**Excerpt provided**
• • •
Force Majeure Clauses
Bet you never read one until now…
Force majeure clause. It’s one of those boilerplate paragraphs that no one reads until, you know… now. It’s one of the first things I was asked, as an attorney, about the pandemic and contractual obligations on a contract.
A force majeure clause (“force majeure” is French for “superior force”) it is a contractual provision that excuses performance in the event of extraordinary, unforeseeable, and unavoidable circumstances which prevents one or both parties from meeting obligations defined in a contract. It serves to excuse parties from contractual duties due to forces beyond their control. Generally, it accounts for natural disasters, social unrest, etc.
At the moment, there are arguments on the classification of COVID-19 as a force majeure event; however, this is difficult to define. What is important to note is that this novel virus has changed workplace dynamics globally. Travel bans, curfews, and quarantines have forced millions of employees all over the world to work remotely.
Force Majeure and COVID-19
In the wake of COVID-19 many companies’ struggle to fulfill their contractual obligations because of supply chain management issues, lockdowns, the need to downsize workforces, and the embargo on travel or the movement of goods across the interstate or international borders. In extreme and unexpected circumstances like these, contractual force majeure clauses might be used to justify voiding contractual obligations, especially when such scenarios are overlooked in the drafting and negotiation process.
Amidst the coronavirus pandemic, many employers are now faced with major disruptions to their business operations. Boardrooms are now forced to make difficult decisions that affect their employees: hiring, layoffs, furloughs, and compensation.
Employers who do not have remote work models are currently being forced to create them. These flexible working policies, which include the use of technology, enable their employees to work from home efficiently. Health concerns in the face of the pandemic make this imperative.
• • •
**Recorded data**
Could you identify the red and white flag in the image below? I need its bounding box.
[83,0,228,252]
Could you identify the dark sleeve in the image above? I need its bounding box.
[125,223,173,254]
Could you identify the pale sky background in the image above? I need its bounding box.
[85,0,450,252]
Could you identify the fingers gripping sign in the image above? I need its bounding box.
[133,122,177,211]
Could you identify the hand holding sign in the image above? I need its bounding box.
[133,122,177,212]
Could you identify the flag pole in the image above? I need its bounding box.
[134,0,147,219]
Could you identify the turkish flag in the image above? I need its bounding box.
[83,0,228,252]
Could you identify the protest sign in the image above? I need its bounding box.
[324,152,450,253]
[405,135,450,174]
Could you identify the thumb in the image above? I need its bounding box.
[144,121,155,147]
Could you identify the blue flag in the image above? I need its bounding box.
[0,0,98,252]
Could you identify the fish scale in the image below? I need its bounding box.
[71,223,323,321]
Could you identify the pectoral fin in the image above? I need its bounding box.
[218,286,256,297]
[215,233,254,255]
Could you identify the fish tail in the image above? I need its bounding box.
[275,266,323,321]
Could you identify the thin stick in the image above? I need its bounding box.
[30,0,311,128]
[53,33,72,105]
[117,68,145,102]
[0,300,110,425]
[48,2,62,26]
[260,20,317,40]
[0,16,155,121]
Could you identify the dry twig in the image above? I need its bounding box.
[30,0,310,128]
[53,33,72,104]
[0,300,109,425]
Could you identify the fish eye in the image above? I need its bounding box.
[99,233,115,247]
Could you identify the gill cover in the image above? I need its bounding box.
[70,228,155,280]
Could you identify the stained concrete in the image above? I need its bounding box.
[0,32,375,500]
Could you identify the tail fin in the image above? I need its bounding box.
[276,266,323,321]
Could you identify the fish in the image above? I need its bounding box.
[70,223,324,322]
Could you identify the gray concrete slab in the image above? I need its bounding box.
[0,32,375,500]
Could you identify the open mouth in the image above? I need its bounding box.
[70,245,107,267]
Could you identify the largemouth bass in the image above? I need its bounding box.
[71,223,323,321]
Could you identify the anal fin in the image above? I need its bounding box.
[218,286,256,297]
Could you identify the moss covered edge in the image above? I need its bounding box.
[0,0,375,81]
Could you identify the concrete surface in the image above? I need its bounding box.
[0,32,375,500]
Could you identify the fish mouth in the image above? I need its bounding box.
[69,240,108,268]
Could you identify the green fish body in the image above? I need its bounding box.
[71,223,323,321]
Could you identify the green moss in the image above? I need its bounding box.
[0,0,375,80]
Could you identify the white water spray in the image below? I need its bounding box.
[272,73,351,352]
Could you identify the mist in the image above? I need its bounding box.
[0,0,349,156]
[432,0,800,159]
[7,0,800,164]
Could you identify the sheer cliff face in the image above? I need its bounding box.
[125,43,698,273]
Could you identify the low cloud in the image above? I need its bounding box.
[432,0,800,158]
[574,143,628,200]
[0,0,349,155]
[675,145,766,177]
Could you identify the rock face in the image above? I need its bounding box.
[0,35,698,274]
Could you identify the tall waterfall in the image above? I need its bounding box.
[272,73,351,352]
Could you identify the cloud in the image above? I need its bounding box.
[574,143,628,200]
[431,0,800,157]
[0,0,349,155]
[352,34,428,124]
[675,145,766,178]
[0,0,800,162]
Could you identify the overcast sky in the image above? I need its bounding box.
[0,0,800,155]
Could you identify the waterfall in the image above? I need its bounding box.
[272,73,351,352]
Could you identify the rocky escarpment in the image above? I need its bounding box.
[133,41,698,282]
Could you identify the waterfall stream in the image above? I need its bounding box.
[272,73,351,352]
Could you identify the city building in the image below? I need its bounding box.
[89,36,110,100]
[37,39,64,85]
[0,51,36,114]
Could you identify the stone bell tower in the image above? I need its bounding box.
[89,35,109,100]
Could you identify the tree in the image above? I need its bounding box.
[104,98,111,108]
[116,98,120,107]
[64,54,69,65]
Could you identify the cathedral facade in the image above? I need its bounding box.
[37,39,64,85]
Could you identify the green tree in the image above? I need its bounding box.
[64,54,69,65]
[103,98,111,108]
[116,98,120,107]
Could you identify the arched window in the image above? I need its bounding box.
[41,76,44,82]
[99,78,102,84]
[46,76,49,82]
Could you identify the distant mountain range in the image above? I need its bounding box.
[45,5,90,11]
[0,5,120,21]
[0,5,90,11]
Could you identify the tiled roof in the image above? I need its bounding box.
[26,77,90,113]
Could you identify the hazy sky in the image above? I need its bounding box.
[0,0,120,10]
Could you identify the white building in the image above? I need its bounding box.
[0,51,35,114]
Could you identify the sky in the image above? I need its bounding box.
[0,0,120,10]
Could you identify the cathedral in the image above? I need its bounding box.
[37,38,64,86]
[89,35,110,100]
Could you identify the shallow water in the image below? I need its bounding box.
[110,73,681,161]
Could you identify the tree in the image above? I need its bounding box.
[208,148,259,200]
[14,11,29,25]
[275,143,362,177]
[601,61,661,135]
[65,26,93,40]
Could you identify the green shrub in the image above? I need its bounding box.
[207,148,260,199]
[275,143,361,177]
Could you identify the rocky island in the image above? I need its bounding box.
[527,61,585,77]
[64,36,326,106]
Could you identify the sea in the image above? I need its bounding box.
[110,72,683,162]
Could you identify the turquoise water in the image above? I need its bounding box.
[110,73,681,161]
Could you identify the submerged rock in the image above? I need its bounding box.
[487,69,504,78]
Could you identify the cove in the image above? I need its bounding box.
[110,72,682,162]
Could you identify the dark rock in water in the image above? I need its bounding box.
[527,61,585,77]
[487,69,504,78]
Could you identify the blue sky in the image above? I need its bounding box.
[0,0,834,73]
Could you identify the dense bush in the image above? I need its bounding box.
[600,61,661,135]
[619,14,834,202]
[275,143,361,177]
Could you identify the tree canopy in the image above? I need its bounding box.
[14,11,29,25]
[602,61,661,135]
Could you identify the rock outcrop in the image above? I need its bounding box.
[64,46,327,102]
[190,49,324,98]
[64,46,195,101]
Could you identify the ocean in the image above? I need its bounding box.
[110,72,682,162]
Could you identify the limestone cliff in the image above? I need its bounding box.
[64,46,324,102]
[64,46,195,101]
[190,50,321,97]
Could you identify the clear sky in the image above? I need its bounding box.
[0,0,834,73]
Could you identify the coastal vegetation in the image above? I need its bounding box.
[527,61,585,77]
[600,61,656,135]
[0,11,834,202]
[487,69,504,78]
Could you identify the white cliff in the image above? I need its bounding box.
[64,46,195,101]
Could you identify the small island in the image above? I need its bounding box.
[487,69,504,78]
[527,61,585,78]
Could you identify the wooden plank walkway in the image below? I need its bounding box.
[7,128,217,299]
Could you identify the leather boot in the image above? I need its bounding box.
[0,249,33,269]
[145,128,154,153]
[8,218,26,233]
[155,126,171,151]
• • •
**Assignment**
Please continue the piece on force majeure clauses and COVID-19, picking up right after its last sentence.

**Exercise response**
Several of the tough decisions taken by business management will implicate written employment contracts and collective bargaining agreements that contain “force majeure” clauses.
Force Majeure and Remote Work
Lots of employee contracts do not make provisions for remote work. Yet this is a compulsory outcome in the wake of the coronavirus. What’s more interesting is the definition of what a force majeure event is at the moment.
A lot of force majeure clauses are not expressly clear on terms like “pandemics,” “epidemics,” or “quarantines” as events that might trigger said clause. Yet in some quarters, a natural disaster may qualify as an “act of God” that is beyond the control of the party in question. The question then remains if COVID-19 can be defined as an “act of God.” Interpreting the terms of the force majeure clause in this context is tricky and will have a lot of grey areas. For instance, justifying loss or using reasonable efforts to continue to execute the terms of a contract may include allowing employees to work from home or the facility to provide services remotely. In the event that the contract can be performed remotely, this option may prevent the force majeure clause from being activated
A little foresight can help you through some tough scenarios. Boilerplate clauses are not there for the sake of beefing up a contract. While many do have standard language, they are just as important, if not more than any other term of a contract. Make sure you review them properly.